INSTRUCTIONS FOR THE TASK
Carry over the lines from the one containing "Where can the muddy" through the end of the entries, requests included, and add 53 to every coordinate in the answers.

DATASET EXTRACT
::::::

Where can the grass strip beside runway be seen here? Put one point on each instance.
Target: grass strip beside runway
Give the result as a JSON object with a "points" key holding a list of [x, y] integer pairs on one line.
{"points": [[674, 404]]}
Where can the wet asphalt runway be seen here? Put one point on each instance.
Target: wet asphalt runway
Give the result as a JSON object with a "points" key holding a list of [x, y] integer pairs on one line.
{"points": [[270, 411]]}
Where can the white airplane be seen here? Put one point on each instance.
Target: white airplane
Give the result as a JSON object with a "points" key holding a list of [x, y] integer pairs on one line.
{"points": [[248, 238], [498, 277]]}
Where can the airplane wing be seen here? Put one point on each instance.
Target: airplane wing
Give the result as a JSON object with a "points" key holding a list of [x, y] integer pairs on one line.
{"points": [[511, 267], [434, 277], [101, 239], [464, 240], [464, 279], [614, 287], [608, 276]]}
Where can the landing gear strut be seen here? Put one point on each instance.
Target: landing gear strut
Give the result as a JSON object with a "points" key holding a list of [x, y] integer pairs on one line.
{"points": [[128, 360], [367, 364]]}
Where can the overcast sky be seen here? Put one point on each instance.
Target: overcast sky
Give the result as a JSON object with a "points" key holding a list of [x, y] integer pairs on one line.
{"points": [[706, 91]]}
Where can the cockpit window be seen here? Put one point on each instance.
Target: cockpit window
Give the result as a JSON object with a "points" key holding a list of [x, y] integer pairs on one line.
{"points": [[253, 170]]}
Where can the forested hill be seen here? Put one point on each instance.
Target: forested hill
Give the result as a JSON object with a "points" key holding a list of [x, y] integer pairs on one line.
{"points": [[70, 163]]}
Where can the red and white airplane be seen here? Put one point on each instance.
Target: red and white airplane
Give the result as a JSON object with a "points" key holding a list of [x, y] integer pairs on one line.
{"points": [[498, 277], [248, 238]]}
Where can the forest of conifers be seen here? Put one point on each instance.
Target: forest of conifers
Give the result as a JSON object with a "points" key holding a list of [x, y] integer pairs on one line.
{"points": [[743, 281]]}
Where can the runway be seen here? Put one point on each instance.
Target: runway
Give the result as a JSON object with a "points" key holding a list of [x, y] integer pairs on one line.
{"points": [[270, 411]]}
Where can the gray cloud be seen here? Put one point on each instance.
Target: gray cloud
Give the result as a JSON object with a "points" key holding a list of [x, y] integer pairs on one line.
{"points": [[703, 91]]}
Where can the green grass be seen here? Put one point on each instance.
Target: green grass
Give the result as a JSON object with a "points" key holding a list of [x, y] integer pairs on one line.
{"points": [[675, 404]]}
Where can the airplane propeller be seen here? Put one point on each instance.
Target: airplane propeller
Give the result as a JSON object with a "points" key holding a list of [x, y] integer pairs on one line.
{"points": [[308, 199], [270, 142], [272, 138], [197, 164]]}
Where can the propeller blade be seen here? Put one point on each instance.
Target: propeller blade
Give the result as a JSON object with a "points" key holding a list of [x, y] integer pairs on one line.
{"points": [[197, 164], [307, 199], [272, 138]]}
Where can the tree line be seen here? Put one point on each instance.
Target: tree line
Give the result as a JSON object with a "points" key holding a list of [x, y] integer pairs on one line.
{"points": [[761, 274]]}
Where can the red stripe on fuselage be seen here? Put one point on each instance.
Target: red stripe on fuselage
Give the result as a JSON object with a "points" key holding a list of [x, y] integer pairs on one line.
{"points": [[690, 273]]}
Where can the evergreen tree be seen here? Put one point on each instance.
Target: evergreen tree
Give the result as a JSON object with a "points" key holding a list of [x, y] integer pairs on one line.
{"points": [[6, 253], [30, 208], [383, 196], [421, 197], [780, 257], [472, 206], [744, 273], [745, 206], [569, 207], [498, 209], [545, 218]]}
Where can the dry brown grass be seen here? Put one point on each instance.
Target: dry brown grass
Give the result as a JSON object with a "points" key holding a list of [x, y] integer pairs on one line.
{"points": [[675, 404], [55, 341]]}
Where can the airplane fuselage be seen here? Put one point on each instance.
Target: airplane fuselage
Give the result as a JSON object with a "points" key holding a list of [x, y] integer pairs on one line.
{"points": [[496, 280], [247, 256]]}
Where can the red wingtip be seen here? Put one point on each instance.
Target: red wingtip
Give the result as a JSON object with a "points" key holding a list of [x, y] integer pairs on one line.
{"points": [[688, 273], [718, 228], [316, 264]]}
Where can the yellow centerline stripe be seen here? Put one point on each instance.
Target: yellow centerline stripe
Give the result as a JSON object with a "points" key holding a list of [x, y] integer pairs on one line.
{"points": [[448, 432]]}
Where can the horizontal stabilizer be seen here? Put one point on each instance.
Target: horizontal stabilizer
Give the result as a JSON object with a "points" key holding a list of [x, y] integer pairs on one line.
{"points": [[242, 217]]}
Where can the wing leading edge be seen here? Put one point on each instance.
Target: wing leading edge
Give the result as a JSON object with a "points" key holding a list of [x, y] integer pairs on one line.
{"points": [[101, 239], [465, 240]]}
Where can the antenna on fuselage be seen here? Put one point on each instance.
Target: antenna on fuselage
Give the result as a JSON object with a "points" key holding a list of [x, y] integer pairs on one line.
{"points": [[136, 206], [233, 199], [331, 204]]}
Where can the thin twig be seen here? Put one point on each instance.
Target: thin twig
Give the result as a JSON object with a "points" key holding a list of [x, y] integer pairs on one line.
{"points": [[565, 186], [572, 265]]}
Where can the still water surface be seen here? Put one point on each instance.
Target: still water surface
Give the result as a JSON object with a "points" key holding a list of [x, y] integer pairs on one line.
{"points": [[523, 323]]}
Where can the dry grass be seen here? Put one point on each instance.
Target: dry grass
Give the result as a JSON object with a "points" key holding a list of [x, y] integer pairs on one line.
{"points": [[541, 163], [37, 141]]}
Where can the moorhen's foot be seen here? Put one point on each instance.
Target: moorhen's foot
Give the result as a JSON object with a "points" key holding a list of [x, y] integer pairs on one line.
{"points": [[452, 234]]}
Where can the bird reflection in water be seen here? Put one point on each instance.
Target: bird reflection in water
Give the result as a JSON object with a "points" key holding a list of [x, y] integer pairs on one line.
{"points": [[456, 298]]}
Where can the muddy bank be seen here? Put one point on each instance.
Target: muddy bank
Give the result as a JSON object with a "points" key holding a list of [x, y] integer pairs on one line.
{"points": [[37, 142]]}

::::::

RESULT OF THE TASK
Where can the muddy bank be seen here? Put one point on each instance.
Target: muddy bank
Give the result as a JSON object with a "points" key holding a list of [x, y] integer pairs on one line.
{"points": [[90, 195]]}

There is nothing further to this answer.